> GOAL OF THE EXERCISE
Please print each record that follows precisely as it appears.

> TASK INPUT

_ _ _

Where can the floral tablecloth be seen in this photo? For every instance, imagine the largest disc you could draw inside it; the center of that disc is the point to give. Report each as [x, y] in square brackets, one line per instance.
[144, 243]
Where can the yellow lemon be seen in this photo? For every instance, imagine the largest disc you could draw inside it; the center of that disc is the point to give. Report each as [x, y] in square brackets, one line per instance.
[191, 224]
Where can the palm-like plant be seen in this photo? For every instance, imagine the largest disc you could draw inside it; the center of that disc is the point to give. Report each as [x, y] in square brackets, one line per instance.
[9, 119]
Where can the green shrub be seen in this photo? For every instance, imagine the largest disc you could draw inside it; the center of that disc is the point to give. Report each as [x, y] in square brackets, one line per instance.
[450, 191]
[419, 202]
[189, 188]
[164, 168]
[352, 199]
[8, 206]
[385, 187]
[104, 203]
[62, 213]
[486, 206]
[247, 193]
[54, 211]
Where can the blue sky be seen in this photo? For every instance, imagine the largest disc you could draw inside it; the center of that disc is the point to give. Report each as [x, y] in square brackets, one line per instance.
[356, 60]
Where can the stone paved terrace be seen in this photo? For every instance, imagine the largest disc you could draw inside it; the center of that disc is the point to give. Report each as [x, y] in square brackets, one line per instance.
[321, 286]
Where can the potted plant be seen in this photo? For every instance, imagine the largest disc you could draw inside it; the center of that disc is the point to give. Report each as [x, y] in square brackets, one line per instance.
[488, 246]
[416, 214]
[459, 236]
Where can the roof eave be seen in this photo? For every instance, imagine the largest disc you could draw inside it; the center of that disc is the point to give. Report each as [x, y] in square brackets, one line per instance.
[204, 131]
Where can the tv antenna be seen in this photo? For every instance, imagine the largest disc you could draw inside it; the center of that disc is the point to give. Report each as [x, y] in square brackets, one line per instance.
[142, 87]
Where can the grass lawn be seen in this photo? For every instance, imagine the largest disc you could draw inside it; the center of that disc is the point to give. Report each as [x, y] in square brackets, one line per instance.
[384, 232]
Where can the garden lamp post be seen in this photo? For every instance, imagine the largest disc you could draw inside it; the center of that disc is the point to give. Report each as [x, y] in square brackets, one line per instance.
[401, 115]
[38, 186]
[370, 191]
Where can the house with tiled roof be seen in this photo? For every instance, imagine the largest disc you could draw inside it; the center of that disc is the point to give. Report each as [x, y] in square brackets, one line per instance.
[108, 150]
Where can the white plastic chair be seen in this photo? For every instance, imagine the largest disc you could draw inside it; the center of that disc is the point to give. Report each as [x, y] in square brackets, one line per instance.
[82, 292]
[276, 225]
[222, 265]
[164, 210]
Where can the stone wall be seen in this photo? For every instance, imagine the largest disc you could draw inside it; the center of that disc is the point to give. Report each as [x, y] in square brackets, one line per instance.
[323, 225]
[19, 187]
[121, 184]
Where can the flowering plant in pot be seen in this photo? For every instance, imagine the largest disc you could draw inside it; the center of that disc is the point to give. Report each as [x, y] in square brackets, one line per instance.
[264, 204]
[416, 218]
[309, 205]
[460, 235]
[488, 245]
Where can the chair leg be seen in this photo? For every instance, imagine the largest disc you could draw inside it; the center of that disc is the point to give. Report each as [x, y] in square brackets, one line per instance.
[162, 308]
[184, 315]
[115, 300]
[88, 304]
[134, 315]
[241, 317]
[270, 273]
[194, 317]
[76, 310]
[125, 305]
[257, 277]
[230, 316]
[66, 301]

_ _ _

> SOLUTION FOR THIS PROBLEM
Where can the floral tablecloth be seen in this photo? For every instance, imagine the largest disc you could draw inside it; the center of that disc is the point to give. Report each as [x, y] in square brackets, one line per instance.
[144, 243]
Where can the yellow lemon be seen in this photo? For every instance, imagine the largest disc you could draw inside it; the center of that disc is the point to give. Report each as [x, y] in square brackets, one line per instance.
[191, 224]
Where can the palm-like plant be seen in this photo? For every instance, imagine the largest disc you could draw inside it; the center of that disc is the point to give. Report each as [x, y] in square brackets, one line per instance.
[9, 119]
Where can the green shrub be seen in this photo? For every instance, imagine the largest disc you could draw inside it; the center of that disc is the point to give. Report each as [x, y] in square brackets, one line per instance.
[450, 191]
[419, 202]
[189, 188]
[164, 168]
[352, 199]
[8, 206]
[385, 187]
[104, 203]
[62, 213]
[486, 206]
[247, 193]
[54, 211]
Where can the blue sky be seen in this photo? For every instance, imagine the largest disc you could draw inside it; the center of that disc is the point to give. Report each as [x, y] in square brackets, one line per instance.
[356, 60]
Where can the stone paved terrace be seen in this photo? For every instance, imagine the largest disc you could draw inside it; the center of that disc is the point to give. Report each as [x, y] in square brackets, one line per instance.
[321, 286]
Where can the potted plant be seen in this photo? For every instance, imagine the largest disc you could draw inside it; the center of that disc is the point to give. Report each as [x, y] in square brackets, one line per instance.
[488, 246]
[416, 214]
[459, 236]
Where can the roof eave be seen in this photo? For every instance, imagine the largest disc you could draw inside it; the center of that disc is the point to give. Report each as [x, y] in square brackets, one line per instance.
[204, 131]
Where can the tv antenna be seen in this photo? For every instance, imagine the largest disc you could draw inside it; the center of that disc is the point to give. Report each as [x, y] in square brackets, one line per instance.
[142, 87]
Where can the grass lawn be seen in this photo? For every instance, imagine the largest disc you could draw inside it; the center of that disc is the point to give. Report each as [x, y] in square brackets, one line per instance.
[384, 232]
Where can the garden lamp post be seen in this photo? For every instance, imagine the largest disc you could draw inside it; the center of that disc is the point to give. Report each as [x, y] in square brackets, one line per instance.
[401, 115]
[38, 186]
[370, 191]
Where can the house with tiled roof be seen in this photo? For every instance, imagine the largest disc you could draw inside it; the center of that disc is the point to give. Report each as [x, y] in square brackets, one line per instance.
[108, 150]
Where can the white plastic chair be seen in this photo? For every instance, imagine the largest disc you could draw inside it; the center of that disc is the point to give. Report each as [x, y] in square brackets, one line per instance.
[82, 292]
[276, 225]
[222, 265]
[164, 210]
Where can the stone wall be seen in this photo? For every instance, imagine the largest disc you could draw inside it; the center of that disc is the point to give. Report each as [x, y] in square brackets, one line per instance.
[323, 225]
[19, 187]
[121, 184]
Where can the flowering plant in pot be seen in this photo? For every instance, imagine the largest disc you could draw inside it; the center of that disc is the point to give. Report each as [x, y] in square brackets, one line per instance.
[264, 204]
[416, 218]
[309, 205]
[460, 235]
[488, 245]
Where can the chair leg be seen in this photo? For every instance, imagine the largest disc you could draw inside it; the center of that disc is the point to give. Report each as [x, y] in square brackets, one line per instance.
[162, 308]
[184, 315]
[115, 300]
[88, 304]
[134, 315]
[241, 317]
[270, 273]
[194, 317]
[76, 310]
[125, 305]
[257, 277]
[230, 316]
[66, 301]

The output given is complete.